### REQUIREMENT:
The result should be a verbatim copy of the whole listing.

------------------------

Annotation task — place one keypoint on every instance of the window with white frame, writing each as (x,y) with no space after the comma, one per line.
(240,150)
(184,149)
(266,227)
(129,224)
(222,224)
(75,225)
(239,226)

------------------------

### TASK RESULT:
Annotation task — place one keypoint on every instance of the window with white frame, writing each as (x,y) with no space after the comma, one per line.
(240,150)
(184,149)
(266,227)
(129,224)
(222,224)
(75,225)
(239,226)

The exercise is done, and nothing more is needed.